▶ [What the exercise asks]: Look through the records that follow. Copy every line containing the word "framed".

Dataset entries
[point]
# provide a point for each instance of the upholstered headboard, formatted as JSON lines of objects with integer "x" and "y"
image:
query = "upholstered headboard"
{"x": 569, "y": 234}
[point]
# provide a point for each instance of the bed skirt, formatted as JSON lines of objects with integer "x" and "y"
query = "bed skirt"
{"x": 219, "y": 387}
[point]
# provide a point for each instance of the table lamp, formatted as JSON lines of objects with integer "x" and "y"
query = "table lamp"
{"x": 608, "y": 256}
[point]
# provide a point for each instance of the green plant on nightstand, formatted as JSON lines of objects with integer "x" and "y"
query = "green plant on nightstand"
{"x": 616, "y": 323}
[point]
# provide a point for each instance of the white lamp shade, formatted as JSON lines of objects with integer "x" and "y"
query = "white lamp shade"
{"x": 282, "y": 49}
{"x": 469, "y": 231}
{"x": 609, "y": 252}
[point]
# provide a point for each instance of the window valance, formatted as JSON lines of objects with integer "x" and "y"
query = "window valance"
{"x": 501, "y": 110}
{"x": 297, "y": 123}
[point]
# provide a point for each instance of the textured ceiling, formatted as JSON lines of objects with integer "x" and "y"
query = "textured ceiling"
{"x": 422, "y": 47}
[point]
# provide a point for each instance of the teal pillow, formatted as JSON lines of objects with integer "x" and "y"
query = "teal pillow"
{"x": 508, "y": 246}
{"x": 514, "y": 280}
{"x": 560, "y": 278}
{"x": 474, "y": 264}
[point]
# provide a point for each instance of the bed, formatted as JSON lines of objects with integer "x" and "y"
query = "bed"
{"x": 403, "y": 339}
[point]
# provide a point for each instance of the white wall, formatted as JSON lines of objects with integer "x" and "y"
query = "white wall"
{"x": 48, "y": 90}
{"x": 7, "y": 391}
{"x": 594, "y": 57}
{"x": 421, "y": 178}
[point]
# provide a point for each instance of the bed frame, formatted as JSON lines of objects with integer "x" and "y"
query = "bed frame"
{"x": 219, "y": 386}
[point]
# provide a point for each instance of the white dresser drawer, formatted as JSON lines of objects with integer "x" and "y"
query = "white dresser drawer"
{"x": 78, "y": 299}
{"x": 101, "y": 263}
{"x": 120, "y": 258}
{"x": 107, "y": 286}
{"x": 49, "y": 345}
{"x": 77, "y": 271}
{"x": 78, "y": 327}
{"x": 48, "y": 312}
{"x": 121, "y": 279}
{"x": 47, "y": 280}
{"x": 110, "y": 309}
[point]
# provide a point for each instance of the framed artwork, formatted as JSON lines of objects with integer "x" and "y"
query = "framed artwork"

▶ [Written answer]:
# provide a point for each instance of the framed artwork, formatted as JSON lines of objects with integer "x" and "y"
query = "framed artwork"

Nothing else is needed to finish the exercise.